**Exercise prompt**.
Below is a listing. Output every line of it exactly.
[Opening Record extracts section]
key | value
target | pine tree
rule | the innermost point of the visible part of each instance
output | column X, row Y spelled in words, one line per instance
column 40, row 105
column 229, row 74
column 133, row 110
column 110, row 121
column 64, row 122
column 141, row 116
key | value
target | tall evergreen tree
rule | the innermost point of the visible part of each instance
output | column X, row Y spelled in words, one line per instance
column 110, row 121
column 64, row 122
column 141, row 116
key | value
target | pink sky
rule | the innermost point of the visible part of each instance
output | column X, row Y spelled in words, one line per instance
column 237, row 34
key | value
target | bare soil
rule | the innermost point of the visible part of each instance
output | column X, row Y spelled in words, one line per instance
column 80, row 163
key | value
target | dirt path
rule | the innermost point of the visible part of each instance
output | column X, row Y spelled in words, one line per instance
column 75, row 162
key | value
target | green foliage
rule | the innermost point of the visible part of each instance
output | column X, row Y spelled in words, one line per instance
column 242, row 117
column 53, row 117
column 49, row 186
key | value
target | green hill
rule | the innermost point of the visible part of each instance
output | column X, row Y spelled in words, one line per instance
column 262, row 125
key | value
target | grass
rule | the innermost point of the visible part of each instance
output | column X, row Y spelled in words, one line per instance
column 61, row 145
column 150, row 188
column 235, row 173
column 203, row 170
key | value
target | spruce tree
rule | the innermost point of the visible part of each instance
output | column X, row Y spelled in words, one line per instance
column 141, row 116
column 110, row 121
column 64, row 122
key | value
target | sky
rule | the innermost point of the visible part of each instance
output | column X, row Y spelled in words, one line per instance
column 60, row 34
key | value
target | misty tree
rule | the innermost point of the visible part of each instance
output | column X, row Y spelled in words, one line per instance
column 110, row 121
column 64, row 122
[Closing Record extracts section]
**Answer area**.
key | value
target | pine tree
rule | the innermost point of the visible part of each instance
output | column X, row Y spelled in words, one line per instance
column 40, row 105
column 229, row 74
column 133, row 110
column 110, row 121
column 64, row 122
column 141, row 116
key | value
target | tall evergreen tree
rule | the innermost point of the visible part of each instance
output | column X, row Y spelled in words, one line per instance
column 110, row 121
column 64, row 122
column 141, row 116
key | value
target | pink sky
rule | the innermost point of the visible part of each instance
output | column X, row Y spelled in words, one line per instance
column 237, row 34
key | value
target | bare soil
rule | the innermost point of the visible part of each instance
output | column X, row Y spelled in words, one line per instance
column 80, row 163
key | value
target | dirt path
rule | the innermost point of the visible part of each instance
output | column X, row Y spelled in words, one line per instance
column 75, row 162
key | value
target | green foliage
rule | the innermost point of the visible part of each instance
output | column X, row Y spelled in words, one line per instance
column 242, row 117
column 53, row 117
column 49, row 186
key | value
target | green hill
rule | the innermost point of the visible part of each instance
output | column X, row Y spelled in words, one line per instance
column 262, row 125
key | value
target | grass
rule | the innermost point of the visible part of each instance
output | column X, row Y spelled in words, one line per instance
column 61, row 145
column 150, row 188
column 235, row 173
column 203, row 170
key | value
target | spruce tree
rule | the innermost point of the visible part of each instance
output | column X, row Y spelled in words, one line per instance
column 141, row 116
column 110, row 121
column 64, row 122
key | value
target | sky
rule | the innermost point of the visible part of each instance
output | column X, row Y spelled in words, one line per instance
column 60, row 34
key | value
target | misty tree
rule | the innermost point of the visible part of each instance
output | column X, row Y spelled in words, one line per instance
column 110, row 121
column 64, row 122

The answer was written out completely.